This is the basic premise behind The Last Word in Lonesome is Me. Set up as a three channel video projection that shifts perspectives and narrative chronology, this project analyses the fallout of country music’s move from the country to the city.

Using the soundtrack of Eddie Arnold’s, The Last Word in Lonesome is Me, Faron Young’s I Guess I had too Much to Dream Last Night and his cover of Hello Walls, and Jimmy Reeves, Make the World Go Away, these videos investigate this geographic and the psychological move cross country. Within all the videos, the viewer is confronted with contrasting images of rural and urban life. The images play off one another: suburban furniture is accompanied by black eyes and beefsteaks, birthday cakes contrast leaky ceilings and lonely highways, and their soundtracks mimic the fragmented persona of the lonesome, detached traveler.

This project initially grew out of my disdain for North American country music. Whether it was New Country, old time crooners, or sugary love ballads, I found it insipid and repetitious.

This extreme reaction seemed worth investigating.

I began by immersing myself into country music's various forms. I followed its history and its relation to other popular music: from traditional ballads to Old-Timey music, from Bluegrass to Opryland, and from Hee Haw to the highly polished "hat acts" of the 1990s. And like all forms of genre music, there is repetition, and sometimes it is tedious, biased and reactionary, but there are also several facets of its production and narrative that intrigued me. These included themes of being lost, detached and melancholy, the absurd wish to return both physically and metaphorically home, and the social implications of industry, post-war capitalism, and urban development on both the people who create this music and their listeners who consume it.

Instructions to follow:
For each statement, say yes or no to whether it agrees with the project description above, and quote the exact words of the description that decide it. (a) The work is presented as a three channel video projection. (b) The project began with the writer's fondness for North American country music. (c) The videos show contrasting images of rural and urban life.

Listed entries:
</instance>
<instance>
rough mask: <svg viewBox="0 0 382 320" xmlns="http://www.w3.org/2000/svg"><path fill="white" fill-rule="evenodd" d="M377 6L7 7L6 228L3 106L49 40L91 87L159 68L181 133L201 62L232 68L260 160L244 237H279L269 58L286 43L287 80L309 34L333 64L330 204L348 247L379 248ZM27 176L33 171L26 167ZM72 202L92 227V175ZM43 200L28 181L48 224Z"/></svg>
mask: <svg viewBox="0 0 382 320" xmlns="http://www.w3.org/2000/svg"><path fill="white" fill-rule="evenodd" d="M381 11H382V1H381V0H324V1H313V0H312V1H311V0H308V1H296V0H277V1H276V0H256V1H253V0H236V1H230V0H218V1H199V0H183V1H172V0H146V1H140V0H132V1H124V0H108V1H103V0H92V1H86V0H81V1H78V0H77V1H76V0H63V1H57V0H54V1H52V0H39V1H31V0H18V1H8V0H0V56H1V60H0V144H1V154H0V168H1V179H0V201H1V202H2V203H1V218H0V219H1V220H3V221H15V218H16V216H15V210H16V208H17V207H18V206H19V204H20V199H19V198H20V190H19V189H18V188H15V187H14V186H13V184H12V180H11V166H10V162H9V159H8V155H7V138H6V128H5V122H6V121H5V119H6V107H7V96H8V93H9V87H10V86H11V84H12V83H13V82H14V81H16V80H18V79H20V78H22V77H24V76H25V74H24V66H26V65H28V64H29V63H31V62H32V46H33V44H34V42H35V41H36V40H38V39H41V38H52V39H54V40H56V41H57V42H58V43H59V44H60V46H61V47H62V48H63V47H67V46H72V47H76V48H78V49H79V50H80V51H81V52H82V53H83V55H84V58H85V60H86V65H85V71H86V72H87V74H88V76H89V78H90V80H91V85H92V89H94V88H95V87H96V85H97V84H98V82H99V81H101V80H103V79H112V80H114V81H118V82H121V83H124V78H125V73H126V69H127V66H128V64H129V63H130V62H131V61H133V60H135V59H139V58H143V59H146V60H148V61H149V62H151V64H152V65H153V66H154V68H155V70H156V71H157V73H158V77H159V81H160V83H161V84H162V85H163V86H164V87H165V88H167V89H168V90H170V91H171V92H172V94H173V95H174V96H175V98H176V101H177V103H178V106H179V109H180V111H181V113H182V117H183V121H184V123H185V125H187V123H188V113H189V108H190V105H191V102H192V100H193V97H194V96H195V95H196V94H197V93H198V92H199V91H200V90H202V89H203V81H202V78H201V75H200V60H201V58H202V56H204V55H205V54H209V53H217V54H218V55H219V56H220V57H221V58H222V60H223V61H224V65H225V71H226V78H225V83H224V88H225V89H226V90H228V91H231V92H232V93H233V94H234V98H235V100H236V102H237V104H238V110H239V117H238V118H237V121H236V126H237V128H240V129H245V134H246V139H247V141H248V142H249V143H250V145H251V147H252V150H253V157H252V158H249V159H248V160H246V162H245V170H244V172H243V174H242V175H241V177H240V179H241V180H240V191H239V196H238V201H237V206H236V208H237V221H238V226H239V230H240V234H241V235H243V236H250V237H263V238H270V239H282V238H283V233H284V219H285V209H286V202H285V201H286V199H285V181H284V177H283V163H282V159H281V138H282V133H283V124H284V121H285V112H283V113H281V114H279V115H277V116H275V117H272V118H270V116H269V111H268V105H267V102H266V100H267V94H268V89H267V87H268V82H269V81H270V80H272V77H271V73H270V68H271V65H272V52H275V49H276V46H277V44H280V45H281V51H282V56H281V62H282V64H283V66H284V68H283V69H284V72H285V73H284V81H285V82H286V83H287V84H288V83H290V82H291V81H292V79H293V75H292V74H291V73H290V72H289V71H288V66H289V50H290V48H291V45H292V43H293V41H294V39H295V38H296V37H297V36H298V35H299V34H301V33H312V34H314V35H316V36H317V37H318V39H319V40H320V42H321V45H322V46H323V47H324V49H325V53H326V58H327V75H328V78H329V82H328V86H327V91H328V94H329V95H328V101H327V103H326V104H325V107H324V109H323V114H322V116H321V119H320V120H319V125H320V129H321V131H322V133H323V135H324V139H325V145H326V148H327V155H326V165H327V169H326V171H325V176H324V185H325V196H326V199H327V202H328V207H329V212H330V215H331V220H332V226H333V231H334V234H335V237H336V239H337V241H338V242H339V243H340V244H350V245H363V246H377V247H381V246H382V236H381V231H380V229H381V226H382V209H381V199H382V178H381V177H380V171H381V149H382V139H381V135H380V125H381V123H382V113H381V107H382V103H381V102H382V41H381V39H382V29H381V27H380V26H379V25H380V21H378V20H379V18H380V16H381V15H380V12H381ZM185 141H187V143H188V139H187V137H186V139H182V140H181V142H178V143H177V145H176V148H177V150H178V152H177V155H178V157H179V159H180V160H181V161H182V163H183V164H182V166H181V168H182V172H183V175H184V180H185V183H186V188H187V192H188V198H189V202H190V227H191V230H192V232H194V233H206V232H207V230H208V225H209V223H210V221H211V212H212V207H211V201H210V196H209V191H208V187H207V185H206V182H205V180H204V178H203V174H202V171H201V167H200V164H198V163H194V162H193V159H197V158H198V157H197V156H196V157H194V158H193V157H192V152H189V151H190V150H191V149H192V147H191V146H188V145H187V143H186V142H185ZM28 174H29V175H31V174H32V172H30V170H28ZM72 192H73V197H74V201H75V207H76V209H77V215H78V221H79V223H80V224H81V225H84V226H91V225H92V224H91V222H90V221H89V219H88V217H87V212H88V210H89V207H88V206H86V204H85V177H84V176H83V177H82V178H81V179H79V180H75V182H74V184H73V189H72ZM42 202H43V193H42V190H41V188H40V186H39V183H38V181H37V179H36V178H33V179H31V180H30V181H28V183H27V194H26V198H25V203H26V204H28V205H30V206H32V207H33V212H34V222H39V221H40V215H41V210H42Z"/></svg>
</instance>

Answer area:
(a) Yes: "Set up as a three channel video projection"
(b) No: "This project initially grew out of my disdain for North American country music."
(c) Yes: "the viewer is confronted with contrasting images of rural and urban life"